> PROMPT:
Only lines containing "pink" belong in the answer, each copied from the entries below.

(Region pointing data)
>>>>
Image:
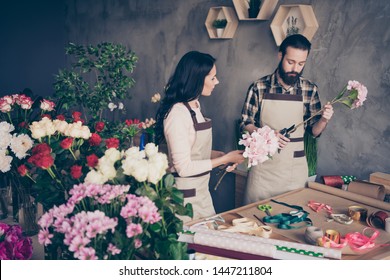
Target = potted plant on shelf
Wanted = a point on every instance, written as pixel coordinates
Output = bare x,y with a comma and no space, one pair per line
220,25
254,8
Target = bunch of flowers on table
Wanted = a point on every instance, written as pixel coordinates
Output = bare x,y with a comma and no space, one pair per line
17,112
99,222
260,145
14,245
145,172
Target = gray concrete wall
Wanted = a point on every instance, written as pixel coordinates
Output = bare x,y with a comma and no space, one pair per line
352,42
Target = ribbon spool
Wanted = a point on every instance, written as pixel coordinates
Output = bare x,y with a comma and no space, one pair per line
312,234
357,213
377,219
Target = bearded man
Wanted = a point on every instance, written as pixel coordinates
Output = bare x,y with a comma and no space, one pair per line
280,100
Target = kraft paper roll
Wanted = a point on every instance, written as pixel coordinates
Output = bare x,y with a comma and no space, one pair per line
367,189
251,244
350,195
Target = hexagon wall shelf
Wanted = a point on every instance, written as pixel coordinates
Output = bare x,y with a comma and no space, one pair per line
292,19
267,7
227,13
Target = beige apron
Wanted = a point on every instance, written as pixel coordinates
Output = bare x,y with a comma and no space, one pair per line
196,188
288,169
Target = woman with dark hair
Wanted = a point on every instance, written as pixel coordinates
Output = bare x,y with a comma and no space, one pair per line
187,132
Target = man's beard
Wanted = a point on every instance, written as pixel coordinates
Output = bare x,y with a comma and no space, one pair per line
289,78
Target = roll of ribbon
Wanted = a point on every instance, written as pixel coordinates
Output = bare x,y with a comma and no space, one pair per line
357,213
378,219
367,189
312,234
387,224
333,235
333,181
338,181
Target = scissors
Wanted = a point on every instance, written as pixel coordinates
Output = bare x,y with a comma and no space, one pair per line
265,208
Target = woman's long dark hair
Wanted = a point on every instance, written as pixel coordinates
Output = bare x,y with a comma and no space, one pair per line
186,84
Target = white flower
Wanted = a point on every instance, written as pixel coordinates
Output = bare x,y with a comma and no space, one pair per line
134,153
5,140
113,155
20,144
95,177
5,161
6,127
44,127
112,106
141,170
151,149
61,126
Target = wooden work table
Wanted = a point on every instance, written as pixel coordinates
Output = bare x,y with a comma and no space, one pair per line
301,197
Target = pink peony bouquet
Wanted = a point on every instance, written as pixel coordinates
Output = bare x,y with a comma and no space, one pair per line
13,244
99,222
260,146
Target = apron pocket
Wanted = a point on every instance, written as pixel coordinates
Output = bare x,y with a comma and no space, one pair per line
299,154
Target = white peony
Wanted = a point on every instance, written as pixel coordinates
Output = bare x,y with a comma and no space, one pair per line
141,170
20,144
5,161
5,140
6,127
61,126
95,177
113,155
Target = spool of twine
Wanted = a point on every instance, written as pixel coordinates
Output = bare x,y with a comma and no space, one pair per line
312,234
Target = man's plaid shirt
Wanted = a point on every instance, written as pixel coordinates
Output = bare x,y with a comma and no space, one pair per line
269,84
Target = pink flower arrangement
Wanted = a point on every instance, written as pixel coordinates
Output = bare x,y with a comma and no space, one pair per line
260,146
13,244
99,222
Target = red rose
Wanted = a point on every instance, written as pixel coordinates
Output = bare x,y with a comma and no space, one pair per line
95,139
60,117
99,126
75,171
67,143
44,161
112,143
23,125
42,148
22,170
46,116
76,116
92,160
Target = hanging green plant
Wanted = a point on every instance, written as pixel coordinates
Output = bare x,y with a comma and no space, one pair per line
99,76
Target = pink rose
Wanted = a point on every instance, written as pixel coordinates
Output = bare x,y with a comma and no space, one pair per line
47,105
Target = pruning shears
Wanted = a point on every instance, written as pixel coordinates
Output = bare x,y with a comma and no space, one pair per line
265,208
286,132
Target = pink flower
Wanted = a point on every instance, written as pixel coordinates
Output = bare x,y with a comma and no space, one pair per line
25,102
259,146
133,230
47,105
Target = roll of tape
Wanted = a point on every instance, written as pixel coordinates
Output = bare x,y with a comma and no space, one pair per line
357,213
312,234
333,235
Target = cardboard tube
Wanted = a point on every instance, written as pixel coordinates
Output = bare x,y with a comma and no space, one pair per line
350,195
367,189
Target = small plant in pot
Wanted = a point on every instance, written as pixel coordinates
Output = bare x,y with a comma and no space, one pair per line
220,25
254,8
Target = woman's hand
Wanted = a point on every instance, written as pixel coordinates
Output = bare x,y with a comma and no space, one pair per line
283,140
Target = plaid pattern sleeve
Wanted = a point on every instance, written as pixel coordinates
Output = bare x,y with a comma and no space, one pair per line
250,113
<<<<
>>>>
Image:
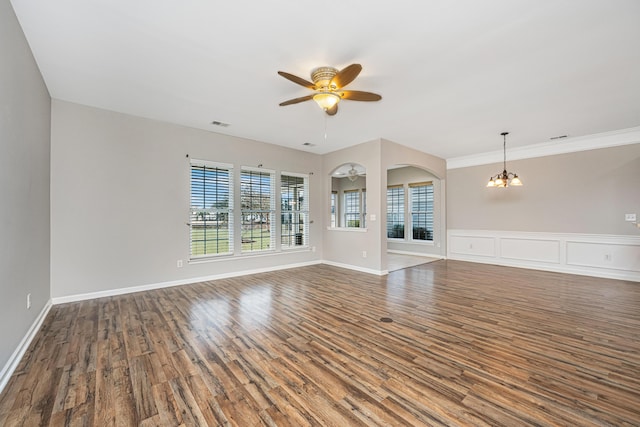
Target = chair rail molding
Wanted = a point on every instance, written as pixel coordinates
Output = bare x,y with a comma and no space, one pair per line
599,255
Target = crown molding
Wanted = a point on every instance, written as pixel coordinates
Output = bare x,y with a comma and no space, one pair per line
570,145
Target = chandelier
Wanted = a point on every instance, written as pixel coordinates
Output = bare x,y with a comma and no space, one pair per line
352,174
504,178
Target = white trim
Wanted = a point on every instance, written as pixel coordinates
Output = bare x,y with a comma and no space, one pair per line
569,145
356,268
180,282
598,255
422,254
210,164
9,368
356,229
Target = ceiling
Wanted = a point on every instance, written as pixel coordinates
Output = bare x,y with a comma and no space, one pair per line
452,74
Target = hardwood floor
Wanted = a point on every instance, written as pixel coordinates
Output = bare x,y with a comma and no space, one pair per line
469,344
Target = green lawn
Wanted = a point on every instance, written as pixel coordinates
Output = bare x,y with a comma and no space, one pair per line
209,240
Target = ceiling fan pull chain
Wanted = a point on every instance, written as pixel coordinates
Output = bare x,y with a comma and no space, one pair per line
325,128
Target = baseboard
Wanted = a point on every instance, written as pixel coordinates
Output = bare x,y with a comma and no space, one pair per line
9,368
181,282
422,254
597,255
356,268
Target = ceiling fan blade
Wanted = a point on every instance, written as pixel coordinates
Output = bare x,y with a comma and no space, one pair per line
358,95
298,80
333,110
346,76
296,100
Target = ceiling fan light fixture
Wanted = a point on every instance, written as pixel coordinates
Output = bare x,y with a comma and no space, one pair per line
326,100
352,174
<<<<
> SOLUTION TO THIS TASK:
Target = pink peony bouquet
Target = pink flower arrangement
Target = pink rose
Target = pink flower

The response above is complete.